(What you will do)
Using the data beneath this instruction, retype only the lines from the one that contains "Category: yellow flower stem" down to the one that contains "Category: purple flower", both included, exactly as they appear.

Saved entries:
►
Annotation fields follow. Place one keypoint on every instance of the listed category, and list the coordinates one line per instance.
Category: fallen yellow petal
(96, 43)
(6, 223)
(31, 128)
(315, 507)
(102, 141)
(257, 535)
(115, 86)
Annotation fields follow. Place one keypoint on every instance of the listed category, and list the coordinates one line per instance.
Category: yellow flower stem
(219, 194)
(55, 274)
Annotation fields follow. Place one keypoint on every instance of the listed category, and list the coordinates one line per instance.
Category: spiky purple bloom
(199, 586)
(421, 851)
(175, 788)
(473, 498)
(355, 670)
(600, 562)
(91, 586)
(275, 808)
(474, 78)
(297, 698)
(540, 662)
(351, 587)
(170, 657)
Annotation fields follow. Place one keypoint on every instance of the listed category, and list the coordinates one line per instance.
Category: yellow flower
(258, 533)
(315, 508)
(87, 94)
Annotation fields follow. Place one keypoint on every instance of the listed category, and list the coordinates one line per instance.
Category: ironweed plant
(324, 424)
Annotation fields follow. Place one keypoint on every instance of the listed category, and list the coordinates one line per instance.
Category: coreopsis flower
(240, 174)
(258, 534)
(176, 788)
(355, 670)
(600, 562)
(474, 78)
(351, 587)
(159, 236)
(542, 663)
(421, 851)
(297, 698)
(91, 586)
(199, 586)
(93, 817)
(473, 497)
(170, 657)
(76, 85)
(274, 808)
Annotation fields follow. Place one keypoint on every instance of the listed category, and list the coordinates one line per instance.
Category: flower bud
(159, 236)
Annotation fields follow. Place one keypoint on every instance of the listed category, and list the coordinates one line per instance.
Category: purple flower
◄
►
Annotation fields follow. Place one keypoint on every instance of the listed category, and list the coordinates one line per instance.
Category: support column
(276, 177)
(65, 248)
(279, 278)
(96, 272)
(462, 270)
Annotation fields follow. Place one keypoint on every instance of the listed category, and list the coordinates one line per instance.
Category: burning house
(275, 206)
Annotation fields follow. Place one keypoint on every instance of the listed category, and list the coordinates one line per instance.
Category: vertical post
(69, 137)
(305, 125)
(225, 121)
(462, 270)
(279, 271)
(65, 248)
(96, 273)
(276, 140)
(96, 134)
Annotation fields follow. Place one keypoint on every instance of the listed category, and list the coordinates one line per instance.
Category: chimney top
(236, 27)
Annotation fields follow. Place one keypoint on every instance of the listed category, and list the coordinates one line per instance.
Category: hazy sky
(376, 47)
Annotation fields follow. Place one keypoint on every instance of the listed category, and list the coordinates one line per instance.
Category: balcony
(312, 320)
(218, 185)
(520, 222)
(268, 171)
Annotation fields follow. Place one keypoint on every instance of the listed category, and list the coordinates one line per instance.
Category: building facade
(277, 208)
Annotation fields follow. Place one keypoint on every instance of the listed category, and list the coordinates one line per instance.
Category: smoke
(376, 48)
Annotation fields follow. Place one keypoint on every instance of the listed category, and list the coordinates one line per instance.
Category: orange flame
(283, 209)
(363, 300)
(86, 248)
◄
(Reply)
Category: yellow flower stem
(219, 194)
(55, 274)
Annotation fields follow. Place one keypoint on every instance of the listed category, and list the coordinates one line per instance.
Category: spiky purple bloom
(199, 586)
(421, 851)
(175, 788)
(473, 498)
(355, 670)
(600, 562)
(91, 586)
(275, 808)
(474, 78)
(297, 698)
(540, 662)
(351, 587)
(170, 657)
Annotation fields follow. Place one keypoint on every instance of the listed category, and list the coordinates one line per instance.
Category: yellow flower
(258, 533)
(315, 508)
(87, 94)
Annotation fields follow. Place one keypoint on every instance of the listed category, and list the coordinates one line per instance.
Category: ironweed plant
(324, 424)
Annotation fields follow. Place one keypoint on every instance of the listed category, and list the coordinates one line per instance.
Category: coreopsis flower
(240, 174)
(258, 534)
(176, 788)
(355, 670)
(600, 562)
(474, 78)
(351, 587)
(159, 236)
(542, 663)
(421, 851)
(297, 698)
(91, 586)
(199, 586)
(93, 817)
(473, 497)
(170, 657)
(76, 85)
(274, 808)
Annotation fields follow. Place one keypoint on every instance of the listed category, and list the coordinates one line per instance.
Category: flower bud
(159, 236)
Annotation fields follow. Place one keypoint on every instance of the listed category, and list the coordinates one line per instance.
Category: purple flower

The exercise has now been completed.